══ Entries shown

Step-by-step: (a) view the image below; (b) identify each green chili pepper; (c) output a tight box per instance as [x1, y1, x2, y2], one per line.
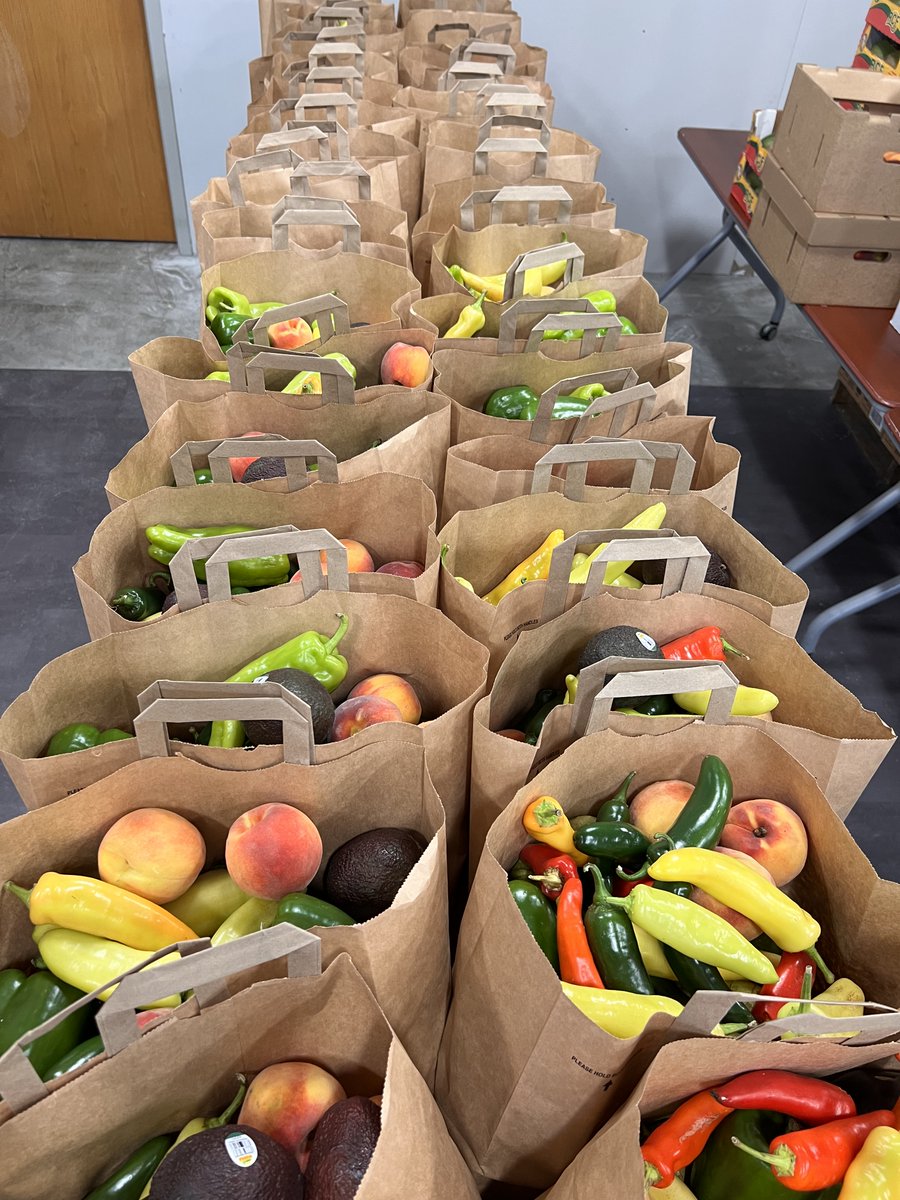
[0, 967, 27, 1019]
[574, 821, 650, 862]
[515, 687, 559, 733]
[45, 723, 101, 756]
[584, 864, 654, 994]
[662, 941, 754, 1027]
[276, 893, 355, 929]
[633, 695, 677, 716]
[144, 525, 290, 588]
[508, 880, 559, 973]
[523, 692, 564, 745]
[519, 393, 597, 422]
[508, 858, 532, 881]
[247, 301, 284, 318]
[205, 286, 250, 321]
[203, 371, 230, 383]
[645, 755, 733, 865]
[596, 772, 635, 823]
[0, 970, 94, 1077]
[210, 898, 278, 946]
[483, 385, 540, 421]
[110, 587, 165, 622]
[84, 1134, 175, 1200]
[95, 729, 134, 745]
[193, 467, 213, 484]
[43, 1032, 105, 1080]
[208, 614, 350, 749]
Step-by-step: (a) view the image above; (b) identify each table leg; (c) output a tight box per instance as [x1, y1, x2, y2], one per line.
[725, 217, 786, 339]
[802, 573, 900, 653]
[657, 214, 733, 300]
[786, 482, 900, 572]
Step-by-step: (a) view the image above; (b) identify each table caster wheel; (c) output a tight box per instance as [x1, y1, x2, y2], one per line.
[759, 322, 779, 341]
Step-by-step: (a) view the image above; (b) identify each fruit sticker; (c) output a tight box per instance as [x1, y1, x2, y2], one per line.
[635, 631, 658, 652]
[224, 1132, 258, 1168]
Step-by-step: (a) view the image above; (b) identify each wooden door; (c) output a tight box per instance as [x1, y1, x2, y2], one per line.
[0, 0, 175, 240]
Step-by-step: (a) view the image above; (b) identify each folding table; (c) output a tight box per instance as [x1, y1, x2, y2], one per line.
[662, 127, 900, 650]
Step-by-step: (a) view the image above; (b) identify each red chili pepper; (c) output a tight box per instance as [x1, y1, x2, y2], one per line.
[660, 625, 746, 662]
[731, 1109, 895, 1190]
[753, 952, 816, 1022]
[712, 1071, 856, 1124]
[556, 875, 604, 989]
[613, 875, 653, 898]
[518, 843, 560, 876]
[642, 1091, 734, 1188]
[528, 853, 578, 900]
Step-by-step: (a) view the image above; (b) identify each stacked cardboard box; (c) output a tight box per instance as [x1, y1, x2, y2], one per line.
[749, 65, 900, 307]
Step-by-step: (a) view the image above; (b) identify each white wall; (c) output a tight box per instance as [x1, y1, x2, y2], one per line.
[513, 0, 865, 273]
[157, 0, 865, 268]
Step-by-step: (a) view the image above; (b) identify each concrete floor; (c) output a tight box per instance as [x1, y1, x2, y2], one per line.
[0, 238, 839, 386]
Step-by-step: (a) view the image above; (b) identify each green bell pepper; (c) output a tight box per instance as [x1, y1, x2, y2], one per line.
[0, 970, 94, 1078]
[520, 393, 598, 422]
[208, 614, 350, 748]
[276, 893, 355, 929]
[110, 587, 165, 622]
[209, 312, 250, 352]
[0, 968, 27, 1019]
[248, 301, 284, 319]
[205, 286, 250, 322]
[144, 525, 290, 588]
[483, 385, 540, 420]
[95, 729, 134, 745]
[45, 723, 101, 756]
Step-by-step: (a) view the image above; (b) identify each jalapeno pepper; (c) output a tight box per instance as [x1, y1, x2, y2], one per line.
[662, 942, 754, 1028]
[84, 1134, 175, 1200]
[574, 821, 650, 863]
[508, 880, 559, 973]
[43, 1033, 105, 1080]
[276, 893, 355, 929]
[0, 969, 95, 1078]
[110, 587, 165, 622]
[523, 691, 564, 745]
[584, 864, 653, 995]
[596, 773, 635, 824]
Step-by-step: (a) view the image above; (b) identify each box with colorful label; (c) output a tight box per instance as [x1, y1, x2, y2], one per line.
[730, 108, 777, 221]
[855, 1, 900, 74]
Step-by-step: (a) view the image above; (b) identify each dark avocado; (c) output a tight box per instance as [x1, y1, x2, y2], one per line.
[576, 625, 663, 673]
[641, 548, 732, 589]
[244, 669, 335, 745]
[304, 1097, 381, 1200]
[323, 828, 426, 921]
[241, 457, 287, 484]
[148, 1123, 302, 1199]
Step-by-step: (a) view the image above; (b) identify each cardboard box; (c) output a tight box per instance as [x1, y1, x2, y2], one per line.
[855, 1, 900, 74]
[730, 109, 776, 220]
[750, 168, 900, 306]
[774, 65, 900, 217]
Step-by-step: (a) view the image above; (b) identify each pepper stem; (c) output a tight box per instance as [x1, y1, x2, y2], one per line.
[585, 863, 612, 903]
[643, 1164, 662, 1189]
[806, 945, 835, 986]
[730, 1137, 795, 1177]
[609, 771, 636, 806]
[5, 882, 31, 909]
[212, 1076, 247, 1128]
[721, 638, 748, 660]
[324, 613, 349, 654]
[797, 964, 814, 1012]
[472, 291, 486, 311]
[528, 870, 563, 895]
[440, 544, 450, 565]
[531, 798, 564, 829]
[616, 862, 649, 882]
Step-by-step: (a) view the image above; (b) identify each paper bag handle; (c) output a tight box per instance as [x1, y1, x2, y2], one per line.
[427, 20, 477, 43]
[282, 116, 352, 159]
[291, 158, 372, 200]
[582, 533, 710, 597]
[530, 376, 657, 443]
[474, 135, 549, 176]
[503, 242, 585, 302]
[302, 4, 364, 29]
[539, 528, 676, 621]
[532, 439, 658, 498]
[460, 184, 572, 231]
[256, 124, 335, 159]
[239, 350, 355, 402]
[291, 91, 359, 130]
[97, 925, 322, 1055]
[314, 22, 366, 45]
[584, 435, 696, 495]
[168, 523, 298, 609]
[307, 41, 366, 69]
[226, 148, 301, 205]
[440, 60, 503, 91]
[272, 196, 362, 252]
[248, 294, 351, 349]
[479, 112, 550, 145]
[170, 434, 284, 488]
[134, 680, 317, 763]
[304, 64, 365, 100]
[477, 90, 548, 119]
[456, 39, 516, 69]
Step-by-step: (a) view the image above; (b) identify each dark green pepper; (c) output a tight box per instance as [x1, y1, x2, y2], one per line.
[508, 858, 531, 881]
[596, 772, 635, 824]
[84, 1134, 175, 1200]
[690, 1109, 840, 1200]
[45, 723, 101, 756]
[110, 587, 165, 622]
[484, 385, 540, 421]
[43, 1032, 105, 1080]
[523, 691, 564, 745]
[633, 695, 677, 716]
[0, 967, 27, 1019]
[516, 687, 560, 733]
[645, 755, 733, 865]
[95, 730, 134, 746]
[0, 970, 94, 1077]
[662, 941, 754, 1028]
[193, 467, 213, 485]
[508, 880, 559, 973]
[209, 311, 251, 352]
[648, 975, 690, 1003]
[276, 893, 354, 929]
[574, 821, 650, 862]
[583, 864, 654, 995]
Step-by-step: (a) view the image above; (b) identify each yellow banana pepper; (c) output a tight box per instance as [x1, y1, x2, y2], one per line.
[450, 265, 505, 303]
[444, 291, 486, 338]
[522, 797, 590, 866]
[482, 529, 565, 605]
[837, 1126, 900, 1200]
[777, 977, 865, 1022]
[610, 572, 643, 589]
[164, 869, 247, 939]
[673, 685, 779, 717]
[7, 873, 197, 952]
[210, 897, 278, 946]
[33, 926, 182, 1007]
[562, 981, 684, 1038]
[569, 503, 668, 585]
[455, 576, 475, 592]
[648, 847, 821, 954]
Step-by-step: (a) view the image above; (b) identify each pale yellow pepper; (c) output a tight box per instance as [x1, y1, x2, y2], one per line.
[673, 685, 779, 718]
[482, 529, 565, 605]
[569, 503, 668, 585]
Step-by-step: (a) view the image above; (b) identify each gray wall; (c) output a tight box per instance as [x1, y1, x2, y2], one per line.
[156, 0, 866, 269]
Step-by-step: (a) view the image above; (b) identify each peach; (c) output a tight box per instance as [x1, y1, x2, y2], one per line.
[240, 1061, 346, 1164]
[331, 694, 405, 741]
[97, 808, 206, 904]
[230, 431, 269, 482]
[269, 317, 315, 351]
[629, 780, 694, 839]
[348, 673, 422, 724]
[290, 539, 375, 586]
[691, 848, 775, 941]
[719, 799, 808, 886]
[376, 560, 425, 578]
[380, 342, 431, 388]
[225, 802, 322, 900]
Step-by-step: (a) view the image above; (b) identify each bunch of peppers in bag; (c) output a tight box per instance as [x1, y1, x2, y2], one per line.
[508, 758, 846, 1040]
[640, 1068, 900, 1199]
[204, 286, 318, 353]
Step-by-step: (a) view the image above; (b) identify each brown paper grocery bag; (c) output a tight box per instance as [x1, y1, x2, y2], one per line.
[438, 465, 807, 630]
[0, 954, 478, 1200]
[0, 593, 488, 879]
[0, 730, 449, 1083]
[541, 1038, 900, 1200]
[227, 106, 419, 170]
[401, 8, 522, 44]
[398, 0, 512, 22]
[74, 474, 441, 638]
[129, 337, 233, 429]
[432, 340, 693, 446]
[400, 40, 549, 91]
[422, 116, 599, 210]
[198, 251, 420, 357]
[396, 81, 556, 151]
[438, 713, 900, 1186]
[468, 592, 894, 860]
[412, 179, 614, 282]
[104, 388, 451, 507]
[440, 421, 738, 525]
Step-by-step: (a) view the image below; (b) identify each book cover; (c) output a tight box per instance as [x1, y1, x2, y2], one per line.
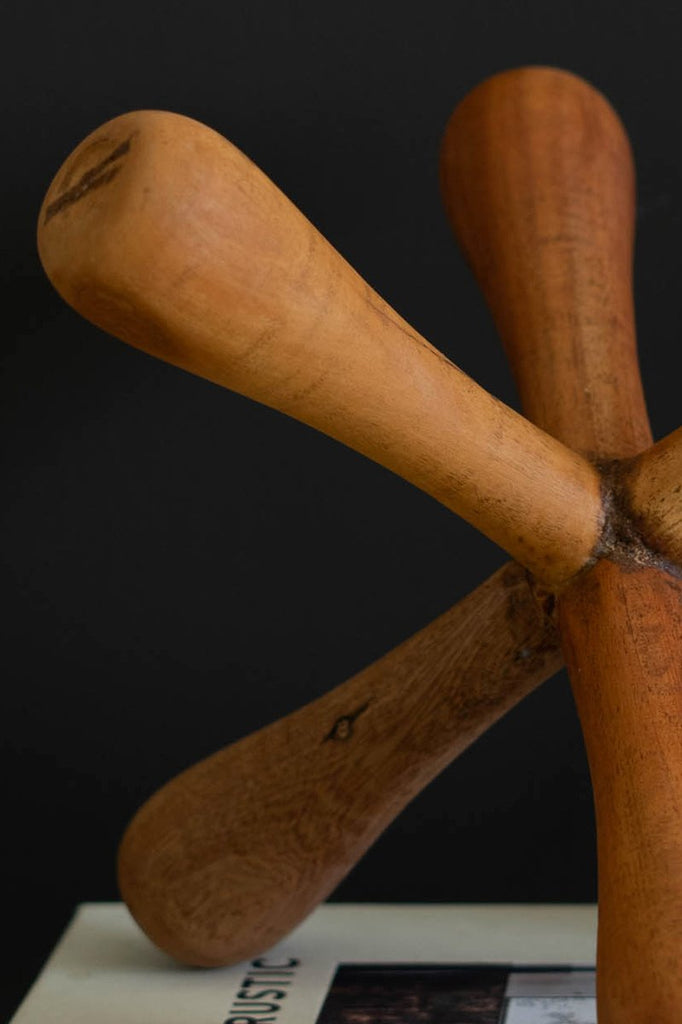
[10, 903, 597, 1024]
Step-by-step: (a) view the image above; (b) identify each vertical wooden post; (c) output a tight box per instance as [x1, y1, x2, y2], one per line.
[441, 66, 682, 1021]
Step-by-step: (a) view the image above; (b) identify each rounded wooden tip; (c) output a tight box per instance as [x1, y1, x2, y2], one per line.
[439, 65, 634, 284]
[441, 64, 628, 151]
[439, 64, 649, 459]
[37, 110, 275, 370]
[39, 110, 176, 272]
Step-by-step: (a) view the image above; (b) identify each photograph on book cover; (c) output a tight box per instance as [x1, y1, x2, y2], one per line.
[315, 964, 596, 1024]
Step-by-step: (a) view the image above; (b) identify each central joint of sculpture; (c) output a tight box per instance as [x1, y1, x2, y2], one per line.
[37, 67, 682, 1024]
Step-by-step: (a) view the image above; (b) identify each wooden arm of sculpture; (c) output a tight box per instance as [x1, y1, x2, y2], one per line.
[36, 116, 571, 966]
[441, 65, 682, 1024]
[36, 110, 601, 586]
[116, 561, 560, 965]
[620, 427, 682, 564]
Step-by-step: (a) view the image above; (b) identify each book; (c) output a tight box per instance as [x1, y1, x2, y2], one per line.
[10, 902, 597, 1023]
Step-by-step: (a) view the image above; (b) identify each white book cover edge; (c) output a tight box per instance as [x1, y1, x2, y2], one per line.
[10, 902, 598, 1024]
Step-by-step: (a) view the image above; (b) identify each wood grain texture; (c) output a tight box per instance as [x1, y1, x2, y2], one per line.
[560, 562, 682, 1022]
[37, 110, 601, 586]
[624, 426, 682, 565]
[37, 73, 682, 1010]
[117, 562, 561, 965]
[441, 66, 682, 1023]
[441, 65, 651, 460]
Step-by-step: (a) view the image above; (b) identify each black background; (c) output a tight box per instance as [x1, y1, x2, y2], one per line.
[4, 1, 682, 1018]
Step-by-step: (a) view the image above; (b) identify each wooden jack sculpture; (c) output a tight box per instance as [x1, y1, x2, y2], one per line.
[38, 67, 682, 1022]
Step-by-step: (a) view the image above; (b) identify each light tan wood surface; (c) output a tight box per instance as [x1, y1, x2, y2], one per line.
[441, 65, 682, 1023]
[37, 109, 601, 586]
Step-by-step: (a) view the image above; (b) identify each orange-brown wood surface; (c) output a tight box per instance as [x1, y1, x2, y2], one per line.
[37, 110, 601, 586]
[560, 562, 682, 1021]
[441, 66, 651, 460]
[625, 426, 682, 565]
[441, 66, 682, 1023]
[118, 562, 560, 964]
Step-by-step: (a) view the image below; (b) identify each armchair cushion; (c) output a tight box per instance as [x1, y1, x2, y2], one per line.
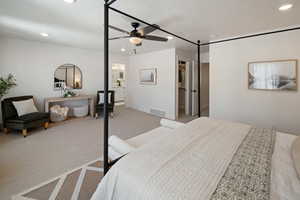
[6, 112, 50, 124]
[98, 93, 111, 104]
[12, 98, 38, 116]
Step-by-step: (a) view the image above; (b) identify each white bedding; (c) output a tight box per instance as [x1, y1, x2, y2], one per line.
[92, 118, 300, 200]
[271, 132, 300, 200]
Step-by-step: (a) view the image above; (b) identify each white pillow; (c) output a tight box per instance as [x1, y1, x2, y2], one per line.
[12, 99, 38, 117]
[99, 93, 111, 104]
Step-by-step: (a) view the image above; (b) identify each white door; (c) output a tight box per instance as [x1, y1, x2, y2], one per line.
[192, 61, 198, 116]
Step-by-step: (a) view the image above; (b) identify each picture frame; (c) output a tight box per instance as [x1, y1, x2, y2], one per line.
[248, 59, 298, 91]
[140, 68, 157, 85]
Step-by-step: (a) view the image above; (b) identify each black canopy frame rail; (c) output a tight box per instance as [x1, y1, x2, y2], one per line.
[103, 0, 300, 174]
[103, 0, 202, 174]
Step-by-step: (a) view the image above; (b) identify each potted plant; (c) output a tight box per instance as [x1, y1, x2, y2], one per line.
[0, 74, 17, 100]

════

* [Exercise]: Your answer must be the lines from the one holding "each black canopy" to the end of the listing above, exactly as written and nothing else.

* [Written answer]:
Step-by-step: (a) view the image above; (b) identify each black canopy frame rail; (c) output a tight box per instance as [x1, y1, x2, y2], one per line.
[103, 0, 300, 174]
[103, 0, 202, 174]
Step-by-step: (a) view the image above; (b) identify each potted plant; (c) output a tight box per instance as [x1, y1, x2, y2], one per line.
[0, 74, 17, 100]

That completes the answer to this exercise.